### [PROBLEM REQUIREMENTS]
All lines from the one containing "antenna with a single marker." down to the one containing "Target: side mirror", both ends included, are to be given again exactly; omit the rest of the listing below.

### [DATA EXTRACT]
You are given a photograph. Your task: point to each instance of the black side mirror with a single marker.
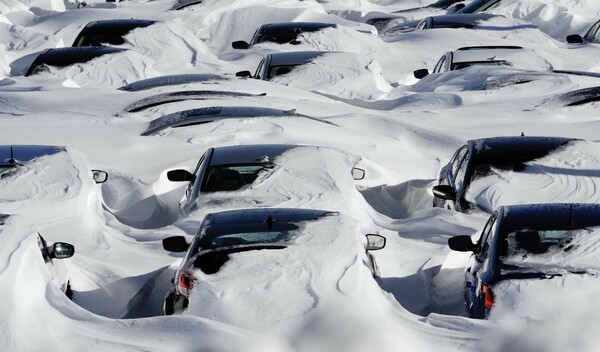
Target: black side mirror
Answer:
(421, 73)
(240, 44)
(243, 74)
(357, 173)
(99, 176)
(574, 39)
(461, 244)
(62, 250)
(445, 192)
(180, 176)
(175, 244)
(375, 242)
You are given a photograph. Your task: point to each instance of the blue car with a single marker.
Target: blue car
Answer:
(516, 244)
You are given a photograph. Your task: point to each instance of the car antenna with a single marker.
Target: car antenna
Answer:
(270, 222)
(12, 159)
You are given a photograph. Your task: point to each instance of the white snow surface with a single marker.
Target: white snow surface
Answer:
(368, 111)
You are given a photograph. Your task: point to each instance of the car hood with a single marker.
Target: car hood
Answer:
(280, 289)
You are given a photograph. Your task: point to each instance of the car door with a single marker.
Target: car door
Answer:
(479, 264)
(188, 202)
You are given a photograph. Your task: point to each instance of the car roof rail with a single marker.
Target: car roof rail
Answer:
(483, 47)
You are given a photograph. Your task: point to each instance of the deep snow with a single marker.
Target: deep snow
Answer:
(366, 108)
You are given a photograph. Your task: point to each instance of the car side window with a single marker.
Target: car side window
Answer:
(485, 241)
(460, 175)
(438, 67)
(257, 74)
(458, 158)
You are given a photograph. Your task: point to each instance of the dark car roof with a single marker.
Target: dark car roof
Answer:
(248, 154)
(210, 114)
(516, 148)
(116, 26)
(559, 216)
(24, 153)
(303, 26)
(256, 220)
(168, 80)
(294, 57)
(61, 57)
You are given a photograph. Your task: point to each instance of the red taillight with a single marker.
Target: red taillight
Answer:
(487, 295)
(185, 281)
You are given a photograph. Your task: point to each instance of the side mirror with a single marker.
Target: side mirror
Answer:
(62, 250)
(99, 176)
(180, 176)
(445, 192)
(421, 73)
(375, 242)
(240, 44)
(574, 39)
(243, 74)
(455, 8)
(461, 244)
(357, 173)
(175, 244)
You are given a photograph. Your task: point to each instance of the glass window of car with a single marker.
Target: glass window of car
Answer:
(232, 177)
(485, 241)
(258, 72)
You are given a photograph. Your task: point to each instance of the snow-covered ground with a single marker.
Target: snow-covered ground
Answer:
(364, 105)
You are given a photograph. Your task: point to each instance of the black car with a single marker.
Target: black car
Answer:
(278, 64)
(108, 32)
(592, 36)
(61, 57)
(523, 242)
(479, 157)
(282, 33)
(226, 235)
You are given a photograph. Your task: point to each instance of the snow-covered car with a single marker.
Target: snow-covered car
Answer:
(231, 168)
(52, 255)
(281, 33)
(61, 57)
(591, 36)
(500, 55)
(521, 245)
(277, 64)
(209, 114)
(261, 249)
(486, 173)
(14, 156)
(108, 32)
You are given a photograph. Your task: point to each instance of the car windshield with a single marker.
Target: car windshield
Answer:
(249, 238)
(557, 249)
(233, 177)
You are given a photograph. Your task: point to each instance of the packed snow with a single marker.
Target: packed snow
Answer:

### [RESULT OF THE EXERCISE]
You are given a photograph. Your task: point to each instance of the car antenna with a single marker.
Target: car antenna
Answer:
(270, 222)
(12, 159)
You are given a photograph. Your task: point to each instance of the white snow surface with a single marker.
Target: white snow surface
Answer:
(368, 111)
You are given a photograph. Your task: point to each instance of the car hood with a single marker.
Target: car hood
Answer:
(280, 289)
You are given a photograph. Your task: point to each instance of the car door with a single marker.
Target: car door
Answer:
(479, 264)
(188, 202)
You are given a photograph. Your task: point to each instance of the car roof rail with a single marker.
Target: car roof rail
Answer:
(483, 47)
You are given a photograph. Your task: point to each instance of the deep snow with a single marker.
Target: deep snow
Answer:
(366, 108)
You are given a photograph. Your task: point to each instance of the car side window with a single marker.
Target: car side window
Answer:
(485, 241)
(460, 175)
(438, 67)
(257, 74)
(458, 158)
You are given a photograph. Your task: point to each instance of the dark car roof with a single marker.
Target: dark car roof
Answer:
(248, 154)
(210, 114)
(516, 148)
(116, 26)
(559, 216)
(24, 153)
(303, 26)
(256, 220)
(168, 80)
(294, 57)
(61, 57)
You are given a photograph. Your task: point to each instance of the red taillight with a single marker.
Target: red taillight
Answer:
(487, 295)
(185, 281)
You are given a photograph. Your task: point to each instance of the side mirror with a single marker.
Target: side mirror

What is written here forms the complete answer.